━━━ AUSGANGSTEXT ━━━

Diese Erkenntnis wurzelt in einer wichtigen künstlerischen Strömung des 20. Jahrhunderts, im russischen Formalismus. Dessen Vertreter hatten die Devise "Kunst als Verfahren" kreiert, deren Quintessenz gerade das Sperrige, Spröde und Widerborstige des Wortmaterials hervorkehrt und den Kontrast der Neologismen zu den geläufigen Formulierungen sucht.

Die Parole frischwärts für eine Getränkemarke könnte durchaus in einem avantgardistischen Text stehen. Und die seinerzeit von "Sprachpolizisten" als ungrammatisch gerügte Werbung Wanderbares Österreich entspricht ebenso der Weckung von Aufmerksamkeit wie die bewusst unorthografische Schreibung Seenswürdigkeit.

━━━

ZIELE:
[a] Prüfe, ob die Aussagen (i), (ii) und (iii) mit dem Ausgangstext übereinstimmen, und belege jede Antwort mit dem entscheidenden Wortlaut: (i) Die Devise "Kunst als Verfahren" stammt von Vertretern des russischen Formalismus. (ii) Die Werbung "Wanderbares Österreich" wurde von "Sprachpolizisten" als ungrammatisch gerügt. (iii) Die Parole "frischwärts" wirbt für eine Automarke.
[b] Führe den Ausgangstext über Werbesprache und russischen Formalismus im Anschluss an seinen letzten Satz weiter.
Die Daten sind eigenständiges Material und gehören nicht zum Ausgangstext.

━━━ EINTRÄGE ━━━

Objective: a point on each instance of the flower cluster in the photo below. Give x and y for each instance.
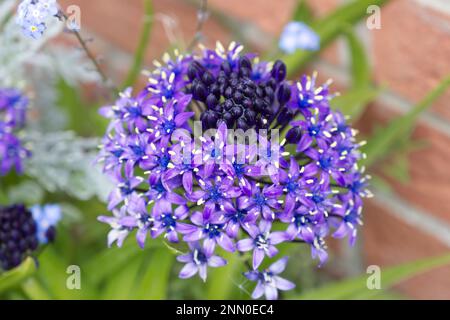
(13, 107)
(32, 16)
(22, 231)
(297, 180)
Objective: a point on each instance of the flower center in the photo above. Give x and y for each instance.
(260, 200)
(213, 230)
(168, 220)
(199, 257)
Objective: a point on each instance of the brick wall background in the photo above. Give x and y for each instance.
(410, 54)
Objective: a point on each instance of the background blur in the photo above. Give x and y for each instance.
(406, 221)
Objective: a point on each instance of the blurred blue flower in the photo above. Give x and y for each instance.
(297, 35)
(46, 217)
(33, 14)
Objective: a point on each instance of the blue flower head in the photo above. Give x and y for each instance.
(216, 194)
(32, 16)
(46, 218)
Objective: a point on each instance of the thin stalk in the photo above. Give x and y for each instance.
(201, 19)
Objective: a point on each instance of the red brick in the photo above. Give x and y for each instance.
(429, 186)
(411, 51)
(389, 241)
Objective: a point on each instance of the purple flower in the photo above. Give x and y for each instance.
(238, 217)
(126, 187)
(295, 182)
(349, 218)
(168, 221)
(210, 227)
(46, 217)
(262, 242)
(307, 97)
(118, 232)
(167, 119)
(198, 261)
(186, 164)
(12, 154)
(268, 281)
(13, 107)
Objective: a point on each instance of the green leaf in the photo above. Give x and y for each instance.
(222, 281)
(303, 12)
(356, 288)
(383, 142)
(144, 41)
(351, 103)
(329, 28)
(153, 284)
(15, 277)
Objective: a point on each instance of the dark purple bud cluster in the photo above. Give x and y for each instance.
(18, 237)
(237, 97)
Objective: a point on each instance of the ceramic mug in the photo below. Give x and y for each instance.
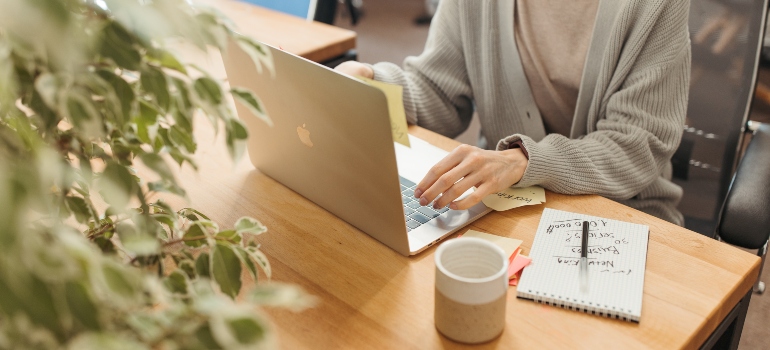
(471, 289)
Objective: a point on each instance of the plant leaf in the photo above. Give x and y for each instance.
(226, 269)
(122, 89)
(195, 230)
(79, 207)
(154, 81)
(250, 225)
(246, 260)
(118, 45)
(176, 282)
(158, 165)
(117, 186)
(202, 265)
(231, 235)
(82, 306)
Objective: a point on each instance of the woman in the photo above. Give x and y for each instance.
(579, 96)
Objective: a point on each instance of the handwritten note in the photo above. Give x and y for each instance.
(617, 253)
(394, 95)
(515, 197)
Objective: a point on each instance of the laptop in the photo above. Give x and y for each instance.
(331, 142)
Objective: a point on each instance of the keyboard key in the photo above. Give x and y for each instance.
(428, 212)
(420, 218)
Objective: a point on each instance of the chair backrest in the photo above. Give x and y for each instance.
(726, 38)
(745, 221)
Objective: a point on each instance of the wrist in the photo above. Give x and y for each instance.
(518, 161)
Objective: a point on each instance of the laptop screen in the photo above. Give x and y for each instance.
(299, 8)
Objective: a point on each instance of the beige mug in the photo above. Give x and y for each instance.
(471, 289)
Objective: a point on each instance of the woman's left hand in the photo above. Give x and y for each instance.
(467, 166)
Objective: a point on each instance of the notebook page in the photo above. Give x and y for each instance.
(617, 253)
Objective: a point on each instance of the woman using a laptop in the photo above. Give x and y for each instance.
(579, 96)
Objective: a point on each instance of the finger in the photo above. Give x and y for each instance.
(455, 191)
(444, 183)
(481, 191)
(447, 163)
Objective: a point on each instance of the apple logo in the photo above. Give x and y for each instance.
(304, 135)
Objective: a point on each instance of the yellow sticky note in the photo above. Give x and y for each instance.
(509, 245)
(394, 95)
(515, 197)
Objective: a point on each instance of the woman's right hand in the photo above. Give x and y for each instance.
(356, 69)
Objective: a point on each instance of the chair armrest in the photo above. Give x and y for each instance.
(745, 216)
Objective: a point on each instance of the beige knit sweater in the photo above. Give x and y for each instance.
(630, 111)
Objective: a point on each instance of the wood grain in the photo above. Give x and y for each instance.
(373, 298)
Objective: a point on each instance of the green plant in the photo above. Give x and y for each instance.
(89, 91)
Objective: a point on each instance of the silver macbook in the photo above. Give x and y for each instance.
(331, 142)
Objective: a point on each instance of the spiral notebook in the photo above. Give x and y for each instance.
(617, 254)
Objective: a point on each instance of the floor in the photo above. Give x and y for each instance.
(387, 32)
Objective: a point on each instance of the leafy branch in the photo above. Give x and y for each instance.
(90, 91)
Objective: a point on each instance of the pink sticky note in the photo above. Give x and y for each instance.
(513, 256)
(518, 263)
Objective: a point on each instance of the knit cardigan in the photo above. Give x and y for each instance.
(630, 110)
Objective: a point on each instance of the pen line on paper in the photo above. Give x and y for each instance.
(584, 259)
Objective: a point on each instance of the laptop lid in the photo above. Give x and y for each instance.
(330, 141)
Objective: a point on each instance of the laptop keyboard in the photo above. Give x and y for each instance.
(415, 214)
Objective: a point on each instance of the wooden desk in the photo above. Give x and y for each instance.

━━━

LÖSUNGEN:
[a]
(i) Ja: „Dessen Vertreter hatten die Devise "Kunst als Verfahren" kreiert“
(ii) Ja: „die seinerzeit von "Sprachpolizisten" als ungrammatisch gerügte Werbung Wanderbares Österreich“
(iii) Nein: „Die Parole frischwärts für eine Getränkemarke“

[b]
Ein besonders beliebtes Mittel kreativer Wortschöpfung ist der Verschnitt von zwei Ausdrücken zu einem neuen Gebilde: Beispiele wie Brunch oder Kurlaub sind längst in die Alltagssprache eingedrungen. Eine Kaffeefirma hat unlängst die Sprachprodukte Nespresso und Icepresso in Umlauf gebracht. Älteren Datums ist die Textilwerbung mit Wollbehagen. Ein alternatives Wolllust hätte vielleicht eher Anstoß erregt!

In fast allen Fällen bleiben solche Gebilde verbale Eintagsfliegen. Doch Ausnahmen bestätigen die Regel: Wer würde etwa glauben, dass die jedem Autofahrer heute selbstverständlichen Fachwörter wie Fahrverhalten oder Kindersicherung aus dem Wortschatz der Werbung stammen?